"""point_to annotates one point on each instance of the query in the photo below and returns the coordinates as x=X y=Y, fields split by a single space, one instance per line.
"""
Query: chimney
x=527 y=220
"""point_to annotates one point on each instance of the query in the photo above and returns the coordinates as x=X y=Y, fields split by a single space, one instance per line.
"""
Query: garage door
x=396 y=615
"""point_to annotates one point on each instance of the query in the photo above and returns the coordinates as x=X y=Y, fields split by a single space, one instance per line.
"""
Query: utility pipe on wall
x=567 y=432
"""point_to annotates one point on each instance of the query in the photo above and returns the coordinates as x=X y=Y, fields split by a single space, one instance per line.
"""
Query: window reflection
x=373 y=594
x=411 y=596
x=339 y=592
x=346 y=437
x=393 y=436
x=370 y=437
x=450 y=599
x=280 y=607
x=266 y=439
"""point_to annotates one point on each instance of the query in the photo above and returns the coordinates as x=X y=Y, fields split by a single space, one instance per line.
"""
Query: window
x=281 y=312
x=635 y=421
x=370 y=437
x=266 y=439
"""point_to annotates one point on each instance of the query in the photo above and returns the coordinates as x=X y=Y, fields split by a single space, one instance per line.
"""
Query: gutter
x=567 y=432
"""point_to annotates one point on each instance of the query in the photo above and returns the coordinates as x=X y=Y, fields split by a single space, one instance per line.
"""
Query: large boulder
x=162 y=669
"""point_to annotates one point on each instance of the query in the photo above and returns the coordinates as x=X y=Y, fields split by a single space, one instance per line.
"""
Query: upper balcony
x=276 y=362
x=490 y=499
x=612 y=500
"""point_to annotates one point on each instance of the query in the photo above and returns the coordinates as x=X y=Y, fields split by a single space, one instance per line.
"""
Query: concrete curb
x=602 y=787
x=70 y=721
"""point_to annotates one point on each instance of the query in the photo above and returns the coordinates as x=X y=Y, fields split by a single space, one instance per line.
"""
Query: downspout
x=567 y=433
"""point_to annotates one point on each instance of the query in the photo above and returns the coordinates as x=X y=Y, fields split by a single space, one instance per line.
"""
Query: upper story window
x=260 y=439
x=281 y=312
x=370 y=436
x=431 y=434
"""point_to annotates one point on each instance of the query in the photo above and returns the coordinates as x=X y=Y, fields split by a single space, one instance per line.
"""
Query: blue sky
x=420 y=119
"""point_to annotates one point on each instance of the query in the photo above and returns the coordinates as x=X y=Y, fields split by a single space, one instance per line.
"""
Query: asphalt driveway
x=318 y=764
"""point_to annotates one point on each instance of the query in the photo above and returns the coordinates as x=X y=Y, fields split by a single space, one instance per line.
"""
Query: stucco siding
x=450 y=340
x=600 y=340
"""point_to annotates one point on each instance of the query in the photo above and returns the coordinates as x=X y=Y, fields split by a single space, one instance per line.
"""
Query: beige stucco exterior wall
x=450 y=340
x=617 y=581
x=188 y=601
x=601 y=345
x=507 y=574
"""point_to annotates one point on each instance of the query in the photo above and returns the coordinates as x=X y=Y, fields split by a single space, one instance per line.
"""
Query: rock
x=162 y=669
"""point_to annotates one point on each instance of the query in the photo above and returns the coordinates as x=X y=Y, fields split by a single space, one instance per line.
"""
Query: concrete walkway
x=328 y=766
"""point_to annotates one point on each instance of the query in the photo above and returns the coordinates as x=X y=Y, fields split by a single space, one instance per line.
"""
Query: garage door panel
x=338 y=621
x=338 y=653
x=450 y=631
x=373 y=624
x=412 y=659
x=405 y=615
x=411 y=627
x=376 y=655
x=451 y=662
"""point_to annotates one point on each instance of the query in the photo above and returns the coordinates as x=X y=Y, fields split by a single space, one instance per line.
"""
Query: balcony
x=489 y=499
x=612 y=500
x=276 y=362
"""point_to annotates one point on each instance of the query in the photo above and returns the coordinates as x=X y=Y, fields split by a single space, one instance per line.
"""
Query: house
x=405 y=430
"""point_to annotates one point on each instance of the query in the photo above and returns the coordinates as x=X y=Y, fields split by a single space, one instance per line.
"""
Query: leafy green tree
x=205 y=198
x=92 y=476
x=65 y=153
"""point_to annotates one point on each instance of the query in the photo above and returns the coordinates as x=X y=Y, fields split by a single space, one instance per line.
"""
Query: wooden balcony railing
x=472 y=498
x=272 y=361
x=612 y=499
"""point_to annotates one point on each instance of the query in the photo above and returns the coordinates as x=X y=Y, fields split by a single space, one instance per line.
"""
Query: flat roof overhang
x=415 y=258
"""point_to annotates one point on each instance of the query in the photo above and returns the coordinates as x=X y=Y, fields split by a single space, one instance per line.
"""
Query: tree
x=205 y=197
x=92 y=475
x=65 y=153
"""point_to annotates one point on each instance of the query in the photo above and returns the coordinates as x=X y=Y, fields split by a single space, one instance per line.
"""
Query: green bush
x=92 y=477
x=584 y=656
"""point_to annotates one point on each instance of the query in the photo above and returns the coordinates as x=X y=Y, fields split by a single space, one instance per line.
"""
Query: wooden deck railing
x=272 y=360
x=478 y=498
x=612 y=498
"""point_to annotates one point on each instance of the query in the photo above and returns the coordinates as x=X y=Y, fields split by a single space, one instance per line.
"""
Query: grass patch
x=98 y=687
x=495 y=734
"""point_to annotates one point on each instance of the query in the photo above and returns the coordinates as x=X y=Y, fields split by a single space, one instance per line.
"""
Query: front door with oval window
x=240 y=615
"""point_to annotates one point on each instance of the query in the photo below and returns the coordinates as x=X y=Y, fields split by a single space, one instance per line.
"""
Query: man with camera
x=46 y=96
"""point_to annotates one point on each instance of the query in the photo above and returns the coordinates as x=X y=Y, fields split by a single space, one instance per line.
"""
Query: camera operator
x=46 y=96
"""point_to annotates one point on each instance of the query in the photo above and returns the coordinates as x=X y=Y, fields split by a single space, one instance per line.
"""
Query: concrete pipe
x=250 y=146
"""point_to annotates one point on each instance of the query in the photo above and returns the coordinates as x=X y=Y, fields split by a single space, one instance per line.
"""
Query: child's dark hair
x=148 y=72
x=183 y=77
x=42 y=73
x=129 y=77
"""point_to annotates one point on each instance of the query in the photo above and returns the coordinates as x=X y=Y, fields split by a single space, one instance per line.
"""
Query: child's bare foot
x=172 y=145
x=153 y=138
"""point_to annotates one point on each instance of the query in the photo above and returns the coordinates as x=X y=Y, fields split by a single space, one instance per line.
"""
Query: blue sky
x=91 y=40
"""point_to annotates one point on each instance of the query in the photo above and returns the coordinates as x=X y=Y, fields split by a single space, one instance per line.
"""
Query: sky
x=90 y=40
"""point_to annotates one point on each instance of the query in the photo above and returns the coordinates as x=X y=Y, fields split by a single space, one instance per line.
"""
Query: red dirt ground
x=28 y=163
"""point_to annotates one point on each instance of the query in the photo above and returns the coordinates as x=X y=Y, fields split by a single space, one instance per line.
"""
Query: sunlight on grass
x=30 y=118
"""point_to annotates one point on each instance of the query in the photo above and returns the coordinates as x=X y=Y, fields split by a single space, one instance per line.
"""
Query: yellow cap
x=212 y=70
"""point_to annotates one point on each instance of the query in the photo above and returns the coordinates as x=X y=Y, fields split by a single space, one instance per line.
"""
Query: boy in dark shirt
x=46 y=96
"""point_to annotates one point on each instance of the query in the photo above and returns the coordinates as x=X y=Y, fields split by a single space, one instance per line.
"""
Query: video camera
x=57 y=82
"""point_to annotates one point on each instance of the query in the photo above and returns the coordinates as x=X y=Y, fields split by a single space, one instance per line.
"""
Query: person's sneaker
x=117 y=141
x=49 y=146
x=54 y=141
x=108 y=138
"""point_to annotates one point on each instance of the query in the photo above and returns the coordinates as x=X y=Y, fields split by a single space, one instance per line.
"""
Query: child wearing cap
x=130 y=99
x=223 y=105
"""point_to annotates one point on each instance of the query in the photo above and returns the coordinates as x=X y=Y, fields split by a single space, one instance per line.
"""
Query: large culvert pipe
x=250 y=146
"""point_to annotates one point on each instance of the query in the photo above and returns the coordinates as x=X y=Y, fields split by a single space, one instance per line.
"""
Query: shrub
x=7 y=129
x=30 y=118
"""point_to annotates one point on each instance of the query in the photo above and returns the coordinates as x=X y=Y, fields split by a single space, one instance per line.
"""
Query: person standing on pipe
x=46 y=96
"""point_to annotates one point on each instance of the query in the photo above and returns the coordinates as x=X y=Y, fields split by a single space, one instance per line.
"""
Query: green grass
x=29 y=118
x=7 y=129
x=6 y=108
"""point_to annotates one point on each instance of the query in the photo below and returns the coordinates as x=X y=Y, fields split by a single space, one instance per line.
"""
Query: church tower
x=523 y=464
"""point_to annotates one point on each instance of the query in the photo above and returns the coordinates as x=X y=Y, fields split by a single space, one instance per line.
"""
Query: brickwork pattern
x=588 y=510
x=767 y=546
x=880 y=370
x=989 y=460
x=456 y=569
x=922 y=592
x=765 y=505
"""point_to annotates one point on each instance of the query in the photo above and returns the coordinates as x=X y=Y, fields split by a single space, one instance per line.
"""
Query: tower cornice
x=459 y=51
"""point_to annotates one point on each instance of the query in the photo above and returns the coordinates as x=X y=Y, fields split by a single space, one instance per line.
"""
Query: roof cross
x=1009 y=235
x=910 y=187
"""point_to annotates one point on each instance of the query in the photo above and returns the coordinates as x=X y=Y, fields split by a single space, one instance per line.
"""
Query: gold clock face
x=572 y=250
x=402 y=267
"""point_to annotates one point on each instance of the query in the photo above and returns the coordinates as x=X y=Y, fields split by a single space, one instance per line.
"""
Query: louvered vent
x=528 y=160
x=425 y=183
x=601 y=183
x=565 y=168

+++

Task brief: Format everything from the start of these lines down to the line containing "x=396 y=615", both ends included, as a JSON list of strings with one string per line and blank lines left out.

Answer in full:
[
  "\"\"\"point_to annotates one point on each instance of the query in the photo below and returns the coordinates as x=X y=Y, fields split by a single space, one instance per line.",
  "\"\"\"",
  "Query: chimney",
  "x=527 y=220",
  "\"\"\"point_to annotates one point on each instance of the query in the photo above and returns the coordinates as x=X y=Y, fields split by a single space, one instance per line.",
  "\"\"\"",
  "Query: garage door",
  "x=396 y=615"
]